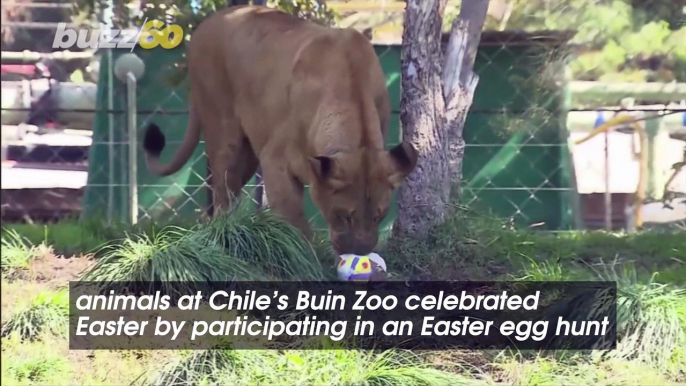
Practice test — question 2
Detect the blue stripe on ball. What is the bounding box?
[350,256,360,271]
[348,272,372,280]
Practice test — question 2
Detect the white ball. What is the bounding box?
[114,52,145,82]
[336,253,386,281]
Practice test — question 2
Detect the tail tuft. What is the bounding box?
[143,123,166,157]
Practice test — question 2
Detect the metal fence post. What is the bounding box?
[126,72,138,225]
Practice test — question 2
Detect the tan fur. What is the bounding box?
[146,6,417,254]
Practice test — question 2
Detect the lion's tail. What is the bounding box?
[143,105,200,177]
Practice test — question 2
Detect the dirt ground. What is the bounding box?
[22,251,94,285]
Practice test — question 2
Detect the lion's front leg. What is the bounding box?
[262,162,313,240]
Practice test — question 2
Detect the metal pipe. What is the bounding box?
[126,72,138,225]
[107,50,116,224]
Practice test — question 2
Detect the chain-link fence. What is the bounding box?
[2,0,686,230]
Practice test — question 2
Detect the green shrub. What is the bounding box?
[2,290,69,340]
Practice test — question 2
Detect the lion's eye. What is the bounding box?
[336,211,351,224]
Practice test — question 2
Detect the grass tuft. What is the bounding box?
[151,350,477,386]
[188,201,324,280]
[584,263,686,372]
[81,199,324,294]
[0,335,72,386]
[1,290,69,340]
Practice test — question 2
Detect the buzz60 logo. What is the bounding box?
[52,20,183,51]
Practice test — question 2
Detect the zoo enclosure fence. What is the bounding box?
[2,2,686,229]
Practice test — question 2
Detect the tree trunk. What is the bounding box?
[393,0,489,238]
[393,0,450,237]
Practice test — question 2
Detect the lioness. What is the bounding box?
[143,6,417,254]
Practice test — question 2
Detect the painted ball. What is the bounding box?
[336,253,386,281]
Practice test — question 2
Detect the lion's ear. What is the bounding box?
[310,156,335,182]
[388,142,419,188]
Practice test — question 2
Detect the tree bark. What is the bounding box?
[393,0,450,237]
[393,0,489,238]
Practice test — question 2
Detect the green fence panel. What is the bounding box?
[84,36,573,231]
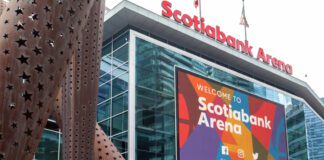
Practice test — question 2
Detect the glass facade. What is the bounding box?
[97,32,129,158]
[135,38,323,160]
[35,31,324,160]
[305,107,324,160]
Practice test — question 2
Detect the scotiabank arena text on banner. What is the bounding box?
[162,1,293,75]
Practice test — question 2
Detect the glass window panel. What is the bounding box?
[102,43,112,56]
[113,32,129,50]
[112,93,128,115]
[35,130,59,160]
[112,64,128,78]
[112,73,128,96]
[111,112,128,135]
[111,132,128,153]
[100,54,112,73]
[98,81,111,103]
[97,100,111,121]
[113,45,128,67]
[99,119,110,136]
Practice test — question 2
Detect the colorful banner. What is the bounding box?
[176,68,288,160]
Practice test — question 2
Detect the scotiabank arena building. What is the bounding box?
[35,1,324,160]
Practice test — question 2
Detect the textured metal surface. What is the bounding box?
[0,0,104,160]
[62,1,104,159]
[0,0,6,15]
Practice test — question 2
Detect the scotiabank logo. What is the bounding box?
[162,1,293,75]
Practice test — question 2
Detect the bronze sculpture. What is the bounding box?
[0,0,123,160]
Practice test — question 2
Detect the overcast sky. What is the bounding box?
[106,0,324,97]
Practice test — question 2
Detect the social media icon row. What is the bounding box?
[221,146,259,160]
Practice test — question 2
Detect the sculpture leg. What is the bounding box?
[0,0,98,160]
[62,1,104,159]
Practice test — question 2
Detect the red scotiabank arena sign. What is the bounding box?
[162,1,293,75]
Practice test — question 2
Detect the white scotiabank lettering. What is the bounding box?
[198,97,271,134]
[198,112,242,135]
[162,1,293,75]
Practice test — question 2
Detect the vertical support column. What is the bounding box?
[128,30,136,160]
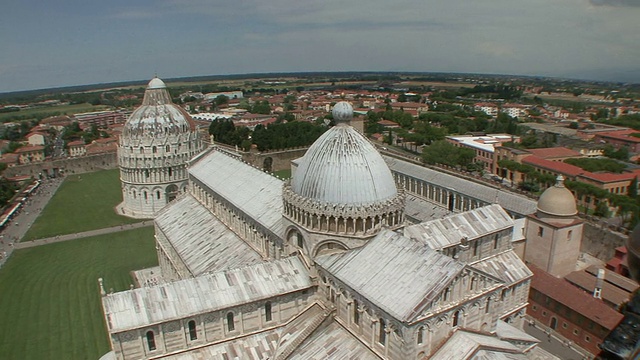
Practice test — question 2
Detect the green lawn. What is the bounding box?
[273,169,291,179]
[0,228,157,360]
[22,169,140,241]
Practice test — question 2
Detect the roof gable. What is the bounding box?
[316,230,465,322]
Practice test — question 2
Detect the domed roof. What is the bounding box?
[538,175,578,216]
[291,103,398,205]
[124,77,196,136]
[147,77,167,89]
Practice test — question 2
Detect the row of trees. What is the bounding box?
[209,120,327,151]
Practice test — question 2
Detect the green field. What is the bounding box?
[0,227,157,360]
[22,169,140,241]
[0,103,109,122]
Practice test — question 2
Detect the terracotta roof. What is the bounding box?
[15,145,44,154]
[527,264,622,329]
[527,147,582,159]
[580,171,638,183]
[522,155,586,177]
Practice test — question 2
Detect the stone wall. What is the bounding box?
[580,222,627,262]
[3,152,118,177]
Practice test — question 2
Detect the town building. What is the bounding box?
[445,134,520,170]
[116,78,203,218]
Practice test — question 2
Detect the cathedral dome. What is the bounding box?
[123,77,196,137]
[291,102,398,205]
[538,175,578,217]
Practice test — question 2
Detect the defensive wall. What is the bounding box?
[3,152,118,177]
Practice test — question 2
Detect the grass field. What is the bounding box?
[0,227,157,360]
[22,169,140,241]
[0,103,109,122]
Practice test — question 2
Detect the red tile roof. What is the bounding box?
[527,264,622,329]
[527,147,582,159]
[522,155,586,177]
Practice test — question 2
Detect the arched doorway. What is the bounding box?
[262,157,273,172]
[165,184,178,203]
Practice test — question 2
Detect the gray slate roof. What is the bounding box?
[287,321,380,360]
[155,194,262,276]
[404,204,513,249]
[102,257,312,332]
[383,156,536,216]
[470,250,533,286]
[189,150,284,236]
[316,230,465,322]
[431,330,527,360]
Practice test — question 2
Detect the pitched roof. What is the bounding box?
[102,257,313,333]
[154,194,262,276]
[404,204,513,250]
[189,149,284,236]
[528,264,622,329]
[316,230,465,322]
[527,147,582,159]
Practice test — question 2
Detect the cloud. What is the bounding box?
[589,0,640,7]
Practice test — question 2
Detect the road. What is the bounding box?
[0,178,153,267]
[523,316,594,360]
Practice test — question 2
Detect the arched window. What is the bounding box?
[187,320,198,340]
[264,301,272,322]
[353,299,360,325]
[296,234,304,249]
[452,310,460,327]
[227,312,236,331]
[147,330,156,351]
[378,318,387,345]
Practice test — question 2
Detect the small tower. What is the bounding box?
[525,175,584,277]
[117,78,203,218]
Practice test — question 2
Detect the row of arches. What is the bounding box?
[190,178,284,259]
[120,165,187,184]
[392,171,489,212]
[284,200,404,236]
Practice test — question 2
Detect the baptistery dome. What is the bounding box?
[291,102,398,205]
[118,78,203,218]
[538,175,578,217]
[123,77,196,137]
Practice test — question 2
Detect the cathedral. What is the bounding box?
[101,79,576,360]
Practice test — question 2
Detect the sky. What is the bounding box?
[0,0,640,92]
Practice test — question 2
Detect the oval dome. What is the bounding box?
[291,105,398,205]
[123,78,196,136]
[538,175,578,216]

◆ ◆ ◆

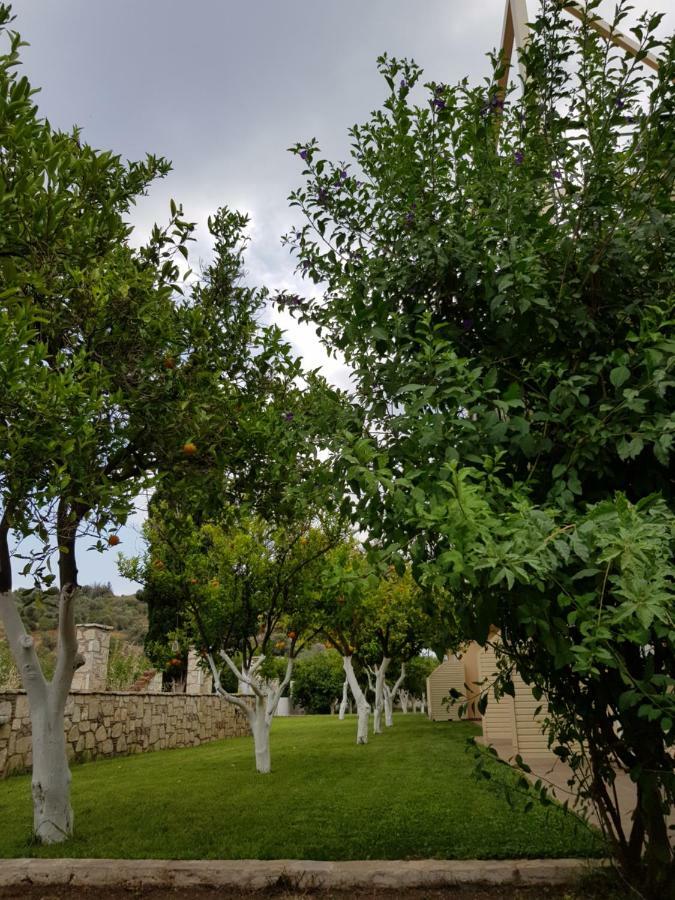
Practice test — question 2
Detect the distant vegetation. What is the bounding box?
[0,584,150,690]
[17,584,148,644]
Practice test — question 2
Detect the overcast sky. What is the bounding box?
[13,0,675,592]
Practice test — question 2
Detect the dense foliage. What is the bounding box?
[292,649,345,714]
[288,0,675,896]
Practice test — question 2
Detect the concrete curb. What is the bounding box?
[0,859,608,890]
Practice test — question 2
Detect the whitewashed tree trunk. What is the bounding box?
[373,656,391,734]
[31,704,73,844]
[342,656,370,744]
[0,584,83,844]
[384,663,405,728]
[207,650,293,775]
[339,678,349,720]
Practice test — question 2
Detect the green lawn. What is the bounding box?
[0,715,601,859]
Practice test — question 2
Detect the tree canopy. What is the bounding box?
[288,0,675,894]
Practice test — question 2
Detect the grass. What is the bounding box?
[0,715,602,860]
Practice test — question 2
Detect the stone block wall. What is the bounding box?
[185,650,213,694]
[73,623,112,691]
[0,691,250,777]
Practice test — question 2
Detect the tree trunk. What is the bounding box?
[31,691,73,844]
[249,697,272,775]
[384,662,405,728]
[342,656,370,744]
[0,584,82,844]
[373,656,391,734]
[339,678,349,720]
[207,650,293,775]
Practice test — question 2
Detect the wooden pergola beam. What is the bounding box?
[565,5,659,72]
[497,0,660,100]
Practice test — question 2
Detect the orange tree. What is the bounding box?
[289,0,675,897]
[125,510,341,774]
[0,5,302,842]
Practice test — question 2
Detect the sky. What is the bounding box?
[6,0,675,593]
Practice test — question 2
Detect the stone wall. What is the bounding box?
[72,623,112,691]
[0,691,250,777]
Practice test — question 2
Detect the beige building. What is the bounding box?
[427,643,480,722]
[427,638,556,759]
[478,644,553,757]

◆ ◆ ◆

▶ _Task statement_
Which lines in the material above contain the string "logo"? Copy each of those lines and leave out the rest.

▶ _The result_
Detect the buzz60 logo. What is the bounding box?
Detect the scotiabank logo. What is the bounding box?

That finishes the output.